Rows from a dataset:
-- begin --

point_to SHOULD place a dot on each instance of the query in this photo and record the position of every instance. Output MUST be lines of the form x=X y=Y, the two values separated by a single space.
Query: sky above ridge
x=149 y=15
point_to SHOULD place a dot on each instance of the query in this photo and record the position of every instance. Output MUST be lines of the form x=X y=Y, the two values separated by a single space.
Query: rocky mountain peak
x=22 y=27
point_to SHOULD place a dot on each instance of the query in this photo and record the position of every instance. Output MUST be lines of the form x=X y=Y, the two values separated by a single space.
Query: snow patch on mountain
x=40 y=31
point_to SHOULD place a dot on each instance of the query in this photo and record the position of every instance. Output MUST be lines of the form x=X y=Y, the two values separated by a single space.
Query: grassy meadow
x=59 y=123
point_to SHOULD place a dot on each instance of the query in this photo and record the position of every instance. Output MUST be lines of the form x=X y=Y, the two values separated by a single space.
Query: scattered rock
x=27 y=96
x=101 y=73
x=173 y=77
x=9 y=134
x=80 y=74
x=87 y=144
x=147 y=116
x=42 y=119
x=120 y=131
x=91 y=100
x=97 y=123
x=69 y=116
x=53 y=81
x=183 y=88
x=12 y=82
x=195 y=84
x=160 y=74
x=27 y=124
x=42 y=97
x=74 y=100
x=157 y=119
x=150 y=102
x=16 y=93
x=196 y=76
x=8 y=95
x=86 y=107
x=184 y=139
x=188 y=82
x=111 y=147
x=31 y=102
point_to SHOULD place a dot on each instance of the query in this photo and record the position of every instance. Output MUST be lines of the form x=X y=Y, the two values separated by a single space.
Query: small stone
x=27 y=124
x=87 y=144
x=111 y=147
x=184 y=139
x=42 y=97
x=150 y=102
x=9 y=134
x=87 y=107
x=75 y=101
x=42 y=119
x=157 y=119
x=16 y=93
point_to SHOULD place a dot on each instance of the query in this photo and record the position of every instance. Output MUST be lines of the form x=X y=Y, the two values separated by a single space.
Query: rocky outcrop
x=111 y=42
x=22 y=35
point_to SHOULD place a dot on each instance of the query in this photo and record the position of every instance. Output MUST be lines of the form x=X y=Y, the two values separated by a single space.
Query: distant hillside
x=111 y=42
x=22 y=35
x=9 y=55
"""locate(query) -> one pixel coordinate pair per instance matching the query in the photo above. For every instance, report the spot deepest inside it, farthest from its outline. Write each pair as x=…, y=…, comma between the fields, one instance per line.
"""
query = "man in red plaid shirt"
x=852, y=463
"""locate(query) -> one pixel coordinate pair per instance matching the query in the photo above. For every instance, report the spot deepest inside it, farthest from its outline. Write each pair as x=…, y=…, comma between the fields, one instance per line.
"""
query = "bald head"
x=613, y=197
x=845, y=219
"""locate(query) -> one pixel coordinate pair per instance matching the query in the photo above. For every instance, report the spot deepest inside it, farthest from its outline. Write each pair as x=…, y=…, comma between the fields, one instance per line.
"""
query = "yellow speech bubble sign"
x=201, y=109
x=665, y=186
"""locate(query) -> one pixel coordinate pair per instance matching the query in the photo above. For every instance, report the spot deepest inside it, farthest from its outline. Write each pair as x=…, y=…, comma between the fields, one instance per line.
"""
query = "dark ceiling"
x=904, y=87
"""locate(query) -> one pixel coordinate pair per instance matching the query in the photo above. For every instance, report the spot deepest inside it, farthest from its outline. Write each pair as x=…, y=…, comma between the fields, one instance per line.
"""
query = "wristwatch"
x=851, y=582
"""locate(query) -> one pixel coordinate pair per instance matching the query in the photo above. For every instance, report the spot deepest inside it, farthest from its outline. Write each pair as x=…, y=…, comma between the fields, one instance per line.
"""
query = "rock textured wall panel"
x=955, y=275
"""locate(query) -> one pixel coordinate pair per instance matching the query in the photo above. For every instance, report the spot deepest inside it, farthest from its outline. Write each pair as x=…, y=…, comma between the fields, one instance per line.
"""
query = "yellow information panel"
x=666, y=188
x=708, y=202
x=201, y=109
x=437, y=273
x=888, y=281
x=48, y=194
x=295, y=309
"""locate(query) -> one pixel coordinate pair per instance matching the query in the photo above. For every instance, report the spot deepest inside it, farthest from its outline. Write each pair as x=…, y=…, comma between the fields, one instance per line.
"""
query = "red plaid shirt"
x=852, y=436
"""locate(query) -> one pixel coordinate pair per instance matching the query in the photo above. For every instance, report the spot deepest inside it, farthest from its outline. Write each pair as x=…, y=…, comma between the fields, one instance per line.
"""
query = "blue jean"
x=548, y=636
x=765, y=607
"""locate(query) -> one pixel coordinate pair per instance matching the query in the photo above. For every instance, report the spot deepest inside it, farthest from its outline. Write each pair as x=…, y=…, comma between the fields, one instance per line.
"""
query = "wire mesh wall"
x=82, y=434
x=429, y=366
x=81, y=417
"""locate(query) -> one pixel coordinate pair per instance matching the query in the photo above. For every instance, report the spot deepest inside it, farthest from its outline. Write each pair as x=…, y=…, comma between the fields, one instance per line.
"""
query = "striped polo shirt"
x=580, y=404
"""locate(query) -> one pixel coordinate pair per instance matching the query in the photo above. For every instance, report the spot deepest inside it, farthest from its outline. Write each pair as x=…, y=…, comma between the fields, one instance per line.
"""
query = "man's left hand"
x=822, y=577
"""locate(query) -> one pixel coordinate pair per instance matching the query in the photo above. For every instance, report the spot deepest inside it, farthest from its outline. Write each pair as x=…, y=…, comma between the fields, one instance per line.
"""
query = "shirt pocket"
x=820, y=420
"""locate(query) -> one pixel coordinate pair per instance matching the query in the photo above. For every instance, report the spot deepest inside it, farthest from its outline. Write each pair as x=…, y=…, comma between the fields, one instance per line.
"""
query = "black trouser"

-- end --

-- Your objective --
Using the data above, reproduce every line exactly.

-- Written solution --
point_to SHOULD place a dot on each instance of the query in this photo and record the position of every instance. Output MUST be lines of the form x=X y=Y, the two values separated by a single space.
Query: sky above ridge
x=149 y=15
point_to SHOULD place a dot on each instance of the query in this photo and record the position of every instance. Output MUST be lines of the form x=X y=Y, the two values separated by a single space.
Query: rocky mountain peak
x=22 y=27
point_to SHOULD place a dot on each instance of the query in this photo and record the position of every instance. Output MUST be lines of the form x=X y=Y, the two values separated by a single space.
Query: snow patch on mountain
x=40 y=31
point_to SHOULD place a dot on each instance of the query in this photo and record the position of every instance. Output MUST be lines of the form x=X y=Y, the two values separated by a single space.
Query: grassy meadow
x=59 y=123
point_to SHOULD place a dot on each instance of the query in this photo and record the position of every instance. Output MUST be lines of the form x=X y=Y, the two values separated by a single space.
Query: scattered rock
x=27 y=96
x=101 y=73
x=173 y=77
x=9 y=134
x=80 y=74
x=87 y=144
x=147 y=116
x=42 y=119
x=120 y=131
x=91 y=100
x=97 y=123
x=69 y=116
x=53 y=81
x=183 y=88
x=12 y=82
x=195 y=84
x=160 y=74
x=27 y=124
x=42 y=97
x=74 y=100
x=157 y=119
x=150 y=102
x=16 y=93
x=196 y=76
x=8 y=95
x=86 y=107
x=184 y=139
x=188 y=82
x=111 y=147
x=31 y=102
point_to SHOULD place a dot on each instance of the query in this photo and record the position of every instance. Output MUST be lines of the form x=X y=Y, the two values separated by a single space.
Query: small stone
x=27 y=124
x=87 y=144
x=111 y=147
x=184 y=139
x=42 y=97
x=150 y=102
x=9 y=134
x=87 y=107
x=75 y=101
x=42 y=119
x=157 y=119
x=16 y=93
point_to SHOULD place a dot on each instance of the query in this photo and record the position of every instance. Output MUST be lines of the form x=X y=Y, the two values separated by a single space.
Query: rocky outcrop
x=111 y=42
x=22 y=35
point_to SHOULD place a dot on each instance of the query in this photo and record the position of every instance. Output MUST be lines of the form x=X y=Y, the two values separated by a single space.
Query: distant hillside
x=111 y=42
x=22 y=35
x=9 y=55
"""locate(query) -> one pixel coordinate pair per instance matching the query in the photo above. For every instance, report the spot deepest inside it, farthest from its outline. Write each pair as x=…, y=…, comma between the fields, one instance per line.
"""
query = "man in red plaid shirt"
x=852, y=463
"""locate(query) -> one pixel coordinate pair per instance matching the query in the photo above. For every instance, report the spot deepest inside it, farthest from its outline. Write each pair as x=…, y=…, comma between the fields, one instance per line.
"""
query = "bald head"
x=613, y=197
x=845, y=219
"""locate(query) -> one pixel coordinate pair per instance matching the query in the photo above. For every instance, report the spot deepest inside it, farthest from its outline. Write each pair as x=…, y=…, comma between the fields, one instance per line.
"""
query = "yellow speech bubble sign"
x=201, y=109
x=665, y=186
"""locate(query) -> one pixel coordinate pair per instance matching the query in the photo above. For every instance, report the spot deepest inside it, farthest from its outline. Write each pair as x=…, y=…, comma between the fields, one instance per line.
"""
query = "dark ceiling"
x=904, y=87
"""locate(query) -> one pixel coordinate pair per instance matching the query in the photo above. For every instance, report the spot deepest inside it, farthest from its outline. Write each pair as x=…, y=…, comma between the fields, one instance per line.
"""
query = "wristwatch"
x=851, y=582
"""locate(query) -> one pixel coordinate pair per instance matching the query in the photo above. For every instance, report the spot deepest inside it, farthest from its outline. Write each pair as x=…, y=…, comma between the fields, one instance per line.
"""
query = "rock textured wall panel"
x=955, y=275
"""locate(query) -> one pixel coordinate pair per instance matching the query in the photo above. For every instance, report the spot deepest inside it, farthest from its outline. Write each pair as x=…, y=…, comma between the fields, one instance per line.
"""
query = "yellow information panel"
x=666, y=188
x=708, y=202
x=201, y=109
x=437, y=273
x=888, y=281
x=48, y=194
x=295, y=309
"""locate(query) -> one pixel coordinate pair per instance matching the query in the photo above. For every instance, report the spot deepest inside it, farthest from its outline. Write each pair as x=…, y=…, comma between the fields, one instance per line.
"""
query = "red plaid shirt"
x=852, y=436
"""locate(query) -> one pixel coordinate pair per instance matching the query in the photo above. For every instance, report the spot deepest inside it, farthest from its outline. Write each pair as x=…, y=…, comma between the fields, one instance per line.
"""
query = "blue jean"
x=548, y=636
x=765, y=607
"""locate(query) -> one pixel coordinate pair per instance matching the query in the photo above. For every instance, report the spot deepest inside it, farthest from its outline. Write each pair as x=…, y=…, comma between the fields, one instance per line.
"""
query = "wire mesh wall"
x=82, y=434
x=429, y=366
x=81, y=417
"""locate(query) -> one pixel coordinate pair per instance matching the query in the photo above. For every instance, report the spot deepest inside it, farthest from its outline. Write each pair as x=…, y=…, comma between the fields, one instance per line.
"""
query = "striped polo shirt"
x=580, y=404
"""locate(query) -> one pixel coordinate pair per instance matching the query in the photo above. For every instance, report the spot deepest inside it, farthest from its outline. Write each pair as x=…, y=…, comma between the fields, one instance per line.
"""
query = "man's left hand"
x=822, y=577
"""locate(query) -> one pixel coordinate pair per instance matching the query in the photo above. For every instance, report the spot deepest inside it, farthest from its outline. Write each pair as x=…, y=…, comma between the fields, one instance per line.
"""
query = "shirt pocket"
x=820, y=420
"""locate(query) -> one pixel coordinate pair per instance matching the query in the photo above. For every instance, report the spot deepest inside it, farthest from its outline. Write each pair as x=…, y=…, comma between the fields, one instance per line.
"""
query = "black trouser"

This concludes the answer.